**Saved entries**
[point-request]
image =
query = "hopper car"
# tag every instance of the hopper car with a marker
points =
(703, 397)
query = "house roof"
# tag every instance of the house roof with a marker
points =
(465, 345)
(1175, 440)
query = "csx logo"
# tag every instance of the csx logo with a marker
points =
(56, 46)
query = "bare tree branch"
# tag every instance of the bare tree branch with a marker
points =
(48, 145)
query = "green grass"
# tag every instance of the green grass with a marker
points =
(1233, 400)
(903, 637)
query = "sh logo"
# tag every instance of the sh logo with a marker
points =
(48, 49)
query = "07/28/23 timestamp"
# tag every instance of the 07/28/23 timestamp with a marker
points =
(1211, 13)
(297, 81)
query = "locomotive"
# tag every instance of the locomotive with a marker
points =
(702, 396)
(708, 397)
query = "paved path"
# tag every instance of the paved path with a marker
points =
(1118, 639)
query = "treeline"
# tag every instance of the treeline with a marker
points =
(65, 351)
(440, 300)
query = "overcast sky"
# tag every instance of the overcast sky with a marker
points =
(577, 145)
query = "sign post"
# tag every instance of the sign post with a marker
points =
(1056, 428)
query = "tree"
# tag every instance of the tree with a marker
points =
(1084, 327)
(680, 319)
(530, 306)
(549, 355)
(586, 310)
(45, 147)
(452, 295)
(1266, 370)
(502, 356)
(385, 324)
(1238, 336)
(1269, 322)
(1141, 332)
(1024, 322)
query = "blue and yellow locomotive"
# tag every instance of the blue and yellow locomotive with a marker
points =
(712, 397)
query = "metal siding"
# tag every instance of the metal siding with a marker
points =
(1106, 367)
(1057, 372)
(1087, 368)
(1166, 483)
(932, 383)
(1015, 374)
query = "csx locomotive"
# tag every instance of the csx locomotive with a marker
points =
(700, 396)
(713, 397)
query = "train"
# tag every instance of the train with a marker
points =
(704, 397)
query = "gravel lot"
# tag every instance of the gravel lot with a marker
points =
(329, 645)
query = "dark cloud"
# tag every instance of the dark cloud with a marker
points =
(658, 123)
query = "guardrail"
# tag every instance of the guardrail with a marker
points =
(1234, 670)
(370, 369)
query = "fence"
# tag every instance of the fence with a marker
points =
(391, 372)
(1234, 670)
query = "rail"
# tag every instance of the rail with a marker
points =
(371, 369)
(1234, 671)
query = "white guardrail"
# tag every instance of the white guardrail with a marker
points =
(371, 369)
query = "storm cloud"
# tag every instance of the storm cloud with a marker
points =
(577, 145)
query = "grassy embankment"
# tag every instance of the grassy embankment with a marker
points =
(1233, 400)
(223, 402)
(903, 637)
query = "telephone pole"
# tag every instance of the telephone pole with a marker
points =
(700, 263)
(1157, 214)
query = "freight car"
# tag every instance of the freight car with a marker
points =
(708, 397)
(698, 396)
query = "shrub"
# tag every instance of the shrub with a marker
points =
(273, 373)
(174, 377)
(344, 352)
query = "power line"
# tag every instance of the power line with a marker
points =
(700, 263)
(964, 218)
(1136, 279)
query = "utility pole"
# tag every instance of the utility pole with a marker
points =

**Work order**
Set down exactly, and only, the lines from the one containing "# tag every instance of the utility" to the final line of the data.

**Response**
# tag every instance of the utility pole with a marker
points =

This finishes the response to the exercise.